As I understand it, in Aristotle's context:

  • "generation" means "creation" (also in the sense of "composition"/"association")
  • "corruption" means "destruction" (also "decomposition"/"dissociation")

The overall issue where these terms play a central role is that of the nature of the observable world -- what are things made of and how do they come into being.

One of the principal questions that Aristotle addressed was whether the process of "generation" of new objects (accompanied by destruction/"corruption" of old objects) is something different from the process of "alteration", in which old objects undergo change to become new objects.

Aristotle identified one group of Greek philosophers (those who thought that there was a single fundamental material "principle" of all things, e.g. Thales::water or Anaximenes::air) as compatible with the belief that "alteration" is the only possible way for entities to come into being, since (following the single-principle logic) all objects must be the different "alterations" of the same primary substance.

He identified another group (those who thought that there were multiple fundamental material "principles/elements", e.g. Empedocles::4 elements or Democritus::atoms) as compatible with the belief that "generation" is the primary mechanism of coming into being (and is different from "alteration"), since (following the multiple-principle logic) objects must be compositions of the multiple material principles/elements (that do not themselves change).

Aristotle based his own account of how objects ("substances") come-to-be on his conception of substances as "having" matter and form (which are two of his Four Causes).

  1. A substance can come into being as the result of matter combining with form -- this is "substantial change" or "generation of a substance" (e.g. the matter "bronze" combining with form to become the new substance "bronze statue").

§ **TASK A**
In the text on Aristotle's generation and corruption, which two philosophers are given as examples of those who held that there were multiple fundamental material principles?
§ **TASK B**
From the text on Aristotle's generation and corruption, reproduce the part that opens with the words containing "He identified another" and closes with "his Four Causes).".

§ **STUDY MATERIAL**

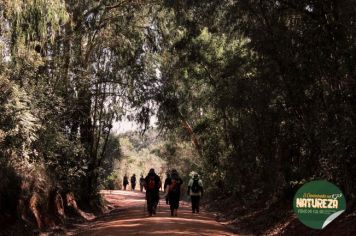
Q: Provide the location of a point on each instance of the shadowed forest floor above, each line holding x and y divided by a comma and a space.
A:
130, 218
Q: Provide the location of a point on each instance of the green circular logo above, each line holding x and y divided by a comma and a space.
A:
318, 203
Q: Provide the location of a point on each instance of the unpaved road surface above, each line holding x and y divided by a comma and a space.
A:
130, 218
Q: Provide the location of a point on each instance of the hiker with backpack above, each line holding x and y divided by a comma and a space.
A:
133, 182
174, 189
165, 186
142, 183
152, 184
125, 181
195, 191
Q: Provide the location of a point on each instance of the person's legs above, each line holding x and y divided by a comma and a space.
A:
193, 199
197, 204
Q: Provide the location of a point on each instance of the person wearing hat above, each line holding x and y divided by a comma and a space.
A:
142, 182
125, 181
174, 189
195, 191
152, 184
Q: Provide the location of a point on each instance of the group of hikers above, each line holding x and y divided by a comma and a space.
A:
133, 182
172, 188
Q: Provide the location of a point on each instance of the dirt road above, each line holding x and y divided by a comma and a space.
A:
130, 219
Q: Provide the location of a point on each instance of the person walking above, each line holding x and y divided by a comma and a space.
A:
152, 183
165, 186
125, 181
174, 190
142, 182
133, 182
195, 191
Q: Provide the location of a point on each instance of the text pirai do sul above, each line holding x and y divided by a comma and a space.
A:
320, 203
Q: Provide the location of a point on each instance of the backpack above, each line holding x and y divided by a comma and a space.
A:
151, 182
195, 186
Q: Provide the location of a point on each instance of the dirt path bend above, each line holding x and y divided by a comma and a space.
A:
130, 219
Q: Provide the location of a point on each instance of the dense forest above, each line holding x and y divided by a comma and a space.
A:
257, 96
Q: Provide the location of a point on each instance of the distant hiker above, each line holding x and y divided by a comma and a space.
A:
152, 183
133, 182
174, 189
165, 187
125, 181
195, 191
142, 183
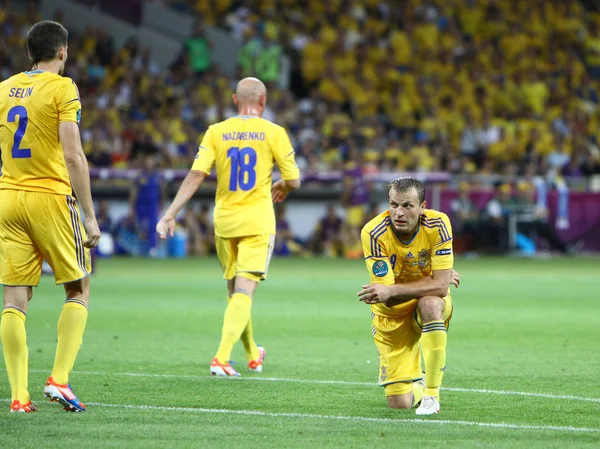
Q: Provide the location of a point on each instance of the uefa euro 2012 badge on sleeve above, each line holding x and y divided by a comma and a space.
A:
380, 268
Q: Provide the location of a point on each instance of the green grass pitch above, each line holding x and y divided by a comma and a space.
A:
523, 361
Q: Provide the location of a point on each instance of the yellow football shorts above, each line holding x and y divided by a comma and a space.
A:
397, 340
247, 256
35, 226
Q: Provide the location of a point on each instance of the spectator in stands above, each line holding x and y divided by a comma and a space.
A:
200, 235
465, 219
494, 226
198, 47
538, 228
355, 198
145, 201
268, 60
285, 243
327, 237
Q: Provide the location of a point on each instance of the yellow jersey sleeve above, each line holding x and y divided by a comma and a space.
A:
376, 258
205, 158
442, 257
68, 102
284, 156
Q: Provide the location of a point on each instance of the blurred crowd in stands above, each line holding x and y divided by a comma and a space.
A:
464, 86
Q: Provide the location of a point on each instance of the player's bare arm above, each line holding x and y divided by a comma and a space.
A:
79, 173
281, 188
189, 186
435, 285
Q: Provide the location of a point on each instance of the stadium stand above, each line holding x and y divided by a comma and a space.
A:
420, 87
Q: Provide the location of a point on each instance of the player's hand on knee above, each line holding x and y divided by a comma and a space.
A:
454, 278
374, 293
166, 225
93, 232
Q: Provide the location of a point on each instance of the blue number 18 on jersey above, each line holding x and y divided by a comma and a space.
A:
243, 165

---

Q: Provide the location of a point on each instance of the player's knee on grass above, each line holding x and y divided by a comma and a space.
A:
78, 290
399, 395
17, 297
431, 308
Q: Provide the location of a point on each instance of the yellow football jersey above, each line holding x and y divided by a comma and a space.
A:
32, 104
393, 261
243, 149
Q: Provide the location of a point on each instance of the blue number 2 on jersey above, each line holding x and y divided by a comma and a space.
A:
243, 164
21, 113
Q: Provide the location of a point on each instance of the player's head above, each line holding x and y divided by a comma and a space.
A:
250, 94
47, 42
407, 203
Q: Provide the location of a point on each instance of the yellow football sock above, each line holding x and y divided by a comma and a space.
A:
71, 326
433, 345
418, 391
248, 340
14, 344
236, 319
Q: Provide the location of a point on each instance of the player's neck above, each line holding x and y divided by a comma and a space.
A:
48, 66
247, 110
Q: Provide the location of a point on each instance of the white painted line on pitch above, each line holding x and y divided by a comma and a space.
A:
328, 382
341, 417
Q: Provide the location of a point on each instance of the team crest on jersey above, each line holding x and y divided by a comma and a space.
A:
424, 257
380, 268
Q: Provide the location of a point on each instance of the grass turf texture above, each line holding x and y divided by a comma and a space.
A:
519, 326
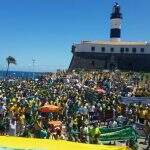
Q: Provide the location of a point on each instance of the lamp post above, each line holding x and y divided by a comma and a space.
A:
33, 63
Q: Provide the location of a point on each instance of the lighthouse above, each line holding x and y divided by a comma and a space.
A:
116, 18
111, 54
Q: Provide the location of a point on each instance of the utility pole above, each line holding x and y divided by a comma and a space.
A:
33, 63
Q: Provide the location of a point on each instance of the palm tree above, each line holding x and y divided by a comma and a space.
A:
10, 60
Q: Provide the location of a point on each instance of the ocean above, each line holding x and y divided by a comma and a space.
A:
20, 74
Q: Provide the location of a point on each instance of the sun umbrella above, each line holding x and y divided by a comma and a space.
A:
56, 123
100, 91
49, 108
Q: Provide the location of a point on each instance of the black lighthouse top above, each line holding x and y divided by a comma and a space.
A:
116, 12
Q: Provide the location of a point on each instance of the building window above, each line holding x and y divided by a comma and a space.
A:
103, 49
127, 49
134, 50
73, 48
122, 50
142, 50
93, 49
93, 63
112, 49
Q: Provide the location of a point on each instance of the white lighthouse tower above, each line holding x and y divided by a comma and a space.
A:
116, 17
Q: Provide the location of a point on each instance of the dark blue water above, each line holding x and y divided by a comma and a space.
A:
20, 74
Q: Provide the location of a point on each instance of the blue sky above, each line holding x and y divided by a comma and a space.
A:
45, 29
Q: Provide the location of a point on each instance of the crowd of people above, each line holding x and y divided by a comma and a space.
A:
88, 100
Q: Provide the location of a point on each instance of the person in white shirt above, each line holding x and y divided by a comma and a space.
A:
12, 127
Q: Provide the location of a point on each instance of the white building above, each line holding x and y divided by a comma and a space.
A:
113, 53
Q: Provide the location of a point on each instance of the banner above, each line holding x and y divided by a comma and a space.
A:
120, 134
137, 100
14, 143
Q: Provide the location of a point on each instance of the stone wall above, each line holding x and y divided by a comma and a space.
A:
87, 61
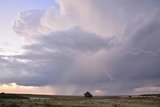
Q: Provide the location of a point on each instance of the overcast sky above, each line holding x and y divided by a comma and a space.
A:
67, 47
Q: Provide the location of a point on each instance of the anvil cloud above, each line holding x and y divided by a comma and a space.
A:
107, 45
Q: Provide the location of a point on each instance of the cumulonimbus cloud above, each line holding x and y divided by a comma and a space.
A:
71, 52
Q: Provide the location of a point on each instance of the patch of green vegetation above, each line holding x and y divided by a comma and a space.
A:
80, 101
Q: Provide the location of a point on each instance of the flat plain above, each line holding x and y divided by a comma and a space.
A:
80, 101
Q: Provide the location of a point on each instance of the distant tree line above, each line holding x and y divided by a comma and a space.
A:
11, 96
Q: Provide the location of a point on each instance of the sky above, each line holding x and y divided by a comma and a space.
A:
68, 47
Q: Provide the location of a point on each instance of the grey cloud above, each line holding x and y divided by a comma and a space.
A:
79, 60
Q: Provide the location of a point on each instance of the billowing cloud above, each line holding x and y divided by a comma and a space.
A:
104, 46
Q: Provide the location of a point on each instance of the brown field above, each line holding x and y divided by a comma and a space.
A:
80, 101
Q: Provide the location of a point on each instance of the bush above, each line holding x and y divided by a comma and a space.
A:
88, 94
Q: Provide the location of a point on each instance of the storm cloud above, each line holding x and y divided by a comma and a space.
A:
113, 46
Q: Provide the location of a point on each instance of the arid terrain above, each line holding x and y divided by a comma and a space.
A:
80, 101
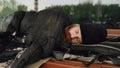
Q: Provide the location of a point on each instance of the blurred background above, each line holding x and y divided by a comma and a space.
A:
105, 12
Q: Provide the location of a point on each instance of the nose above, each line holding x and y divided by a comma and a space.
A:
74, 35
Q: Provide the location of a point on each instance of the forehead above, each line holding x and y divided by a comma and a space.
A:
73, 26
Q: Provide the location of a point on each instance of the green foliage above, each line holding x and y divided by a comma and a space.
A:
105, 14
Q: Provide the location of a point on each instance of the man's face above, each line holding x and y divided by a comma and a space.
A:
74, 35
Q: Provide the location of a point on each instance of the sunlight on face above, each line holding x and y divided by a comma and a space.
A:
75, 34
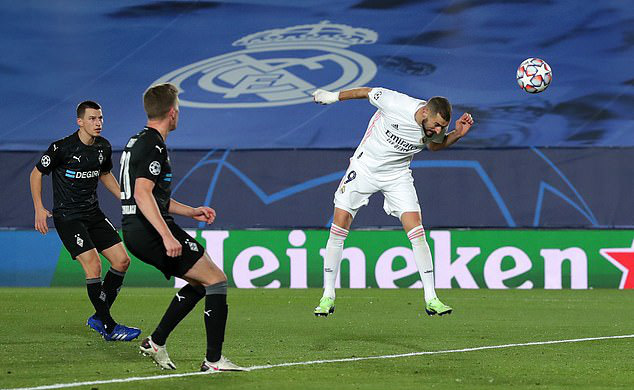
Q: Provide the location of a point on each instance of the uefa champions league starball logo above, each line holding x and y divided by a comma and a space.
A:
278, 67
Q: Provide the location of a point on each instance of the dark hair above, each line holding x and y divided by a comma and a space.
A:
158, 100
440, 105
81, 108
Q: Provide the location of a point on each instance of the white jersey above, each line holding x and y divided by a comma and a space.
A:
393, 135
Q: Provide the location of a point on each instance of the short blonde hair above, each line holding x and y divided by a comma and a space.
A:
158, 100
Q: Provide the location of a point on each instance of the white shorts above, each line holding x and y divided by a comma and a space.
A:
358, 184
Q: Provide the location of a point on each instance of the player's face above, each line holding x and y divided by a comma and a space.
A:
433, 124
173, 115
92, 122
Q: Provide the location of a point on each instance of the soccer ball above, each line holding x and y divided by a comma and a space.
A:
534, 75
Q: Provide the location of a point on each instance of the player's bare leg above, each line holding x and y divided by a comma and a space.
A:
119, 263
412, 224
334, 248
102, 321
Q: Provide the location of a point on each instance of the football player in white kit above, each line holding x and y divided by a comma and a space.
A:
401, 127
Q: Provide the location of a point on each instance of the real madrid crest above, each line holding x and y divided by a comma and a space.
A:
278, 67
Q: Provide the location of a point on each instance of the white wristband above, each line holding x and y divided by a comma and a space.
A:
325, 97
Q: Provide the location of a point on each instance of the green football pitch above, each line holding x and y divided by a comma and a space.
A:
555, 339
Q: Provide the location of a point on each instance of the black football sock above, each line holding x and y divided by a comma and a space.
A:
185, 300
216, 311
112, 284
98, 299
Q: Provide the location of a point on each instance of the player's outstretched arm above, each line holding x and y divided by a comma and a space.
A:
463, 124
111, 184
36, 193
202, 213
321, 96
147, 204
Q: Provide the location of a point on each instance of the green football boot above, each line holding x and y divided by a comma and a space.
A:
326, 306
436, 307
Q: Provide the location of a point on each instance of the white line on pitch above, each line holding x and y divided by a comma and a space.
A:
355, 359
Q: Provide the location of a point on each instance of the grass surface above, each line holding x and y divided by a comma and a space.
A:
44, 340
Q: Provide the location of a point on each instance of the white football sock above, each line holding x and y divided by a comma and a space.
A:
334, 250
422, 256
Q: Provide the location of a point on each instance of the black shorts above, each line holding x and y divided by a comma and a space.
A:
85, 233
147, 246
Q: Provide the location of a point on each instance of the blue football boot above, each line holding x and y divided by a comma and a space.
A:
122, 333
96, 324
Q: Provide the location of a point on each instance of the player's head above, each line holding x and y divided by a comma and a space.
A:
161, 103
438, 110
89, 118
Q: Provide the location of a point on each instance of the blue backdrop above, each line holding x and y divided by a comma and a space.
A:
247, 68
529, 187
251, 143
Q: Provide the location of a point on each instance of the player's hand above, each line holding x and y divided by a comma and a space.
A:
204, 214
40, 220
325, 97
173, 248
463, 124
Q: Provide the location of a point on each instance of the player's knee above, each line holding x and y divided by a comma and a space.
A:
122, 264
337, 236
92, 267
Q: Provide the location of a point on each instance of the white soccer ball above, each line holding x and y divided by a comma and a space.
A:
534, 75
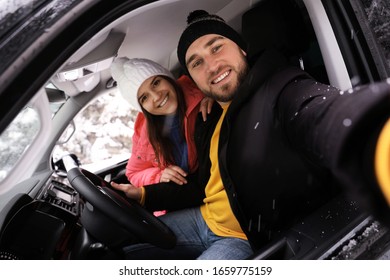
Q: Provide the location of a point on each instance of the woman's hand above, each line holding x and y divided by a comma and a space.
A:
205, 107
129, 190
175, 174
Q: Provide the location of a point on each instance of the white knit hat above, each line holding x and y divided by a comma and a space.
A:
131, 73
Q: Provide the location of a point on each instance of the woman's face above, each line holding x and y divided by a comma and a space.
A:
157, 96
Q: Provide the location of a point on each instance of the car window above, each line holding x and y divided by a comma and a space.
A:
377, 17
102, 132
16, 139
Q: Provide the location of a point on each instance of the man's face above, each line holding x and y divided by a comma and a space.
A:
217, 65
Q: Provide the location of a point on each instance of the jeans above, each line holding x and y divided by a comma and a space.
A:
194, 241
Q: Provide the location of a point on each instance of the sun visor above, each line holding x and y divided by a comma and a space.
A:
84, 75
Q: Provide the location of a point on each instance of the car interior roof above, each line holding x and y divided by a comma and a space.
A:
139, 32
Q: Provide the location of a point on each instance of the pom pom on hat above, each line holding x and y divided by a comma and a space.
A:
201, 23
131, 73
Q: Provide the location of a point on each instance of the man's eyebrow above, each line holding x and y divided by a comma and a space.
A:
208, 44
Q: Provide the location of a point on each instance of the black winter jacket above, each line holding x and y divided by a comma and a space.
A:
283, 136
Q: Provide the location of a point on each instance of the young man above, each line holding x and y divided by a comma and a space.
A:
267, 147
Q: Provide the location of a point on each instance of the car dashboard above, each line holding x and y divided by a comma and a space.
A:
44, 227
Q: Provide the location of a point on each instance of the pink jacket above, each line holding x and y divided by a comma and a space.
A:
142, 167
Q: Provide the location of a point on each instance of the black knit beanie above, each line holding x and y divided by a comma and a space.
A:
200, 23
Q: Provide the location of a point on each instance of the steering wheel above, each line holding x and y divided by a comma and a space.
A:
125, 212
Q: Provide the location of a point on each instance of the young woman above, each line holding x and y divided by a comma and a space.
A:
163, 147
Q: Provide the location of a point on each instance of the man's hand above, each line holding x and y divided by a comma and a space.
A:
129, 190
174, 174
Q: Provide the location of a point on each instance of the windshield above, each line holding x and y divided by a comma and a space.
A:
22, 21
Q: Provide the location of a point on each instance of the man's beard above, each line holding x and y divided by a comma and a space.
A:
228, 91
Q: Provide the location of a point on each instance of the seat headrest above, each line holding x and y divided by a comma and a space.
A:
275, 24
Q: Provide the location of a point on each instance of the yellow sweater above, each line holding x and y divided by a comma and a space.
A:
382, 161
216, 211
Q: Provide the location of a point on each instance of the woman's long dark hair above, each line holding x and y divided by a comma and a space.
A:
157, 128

§ **EXERCISE OUTPUT A**
Empedocles and Democritus.

§ **EXERCISE OUTPUT B**
He identified another group (those who thought that there were multiple fundamental material "principles/elements", e.g. Empedocles::4 elements or Democritus::atoms) as compatible with the belief that "generation" is the primary mechanism of coming into being (and is different from "alteration"), since (following the multiple-principle logic) objects must be compositions of the multiple material principles/elements (that do not themselves change).

Aristotle based his own account of how objects ("substances") come-to-be on his conception of substances as "having" matter and form (which are two of his Four Causes).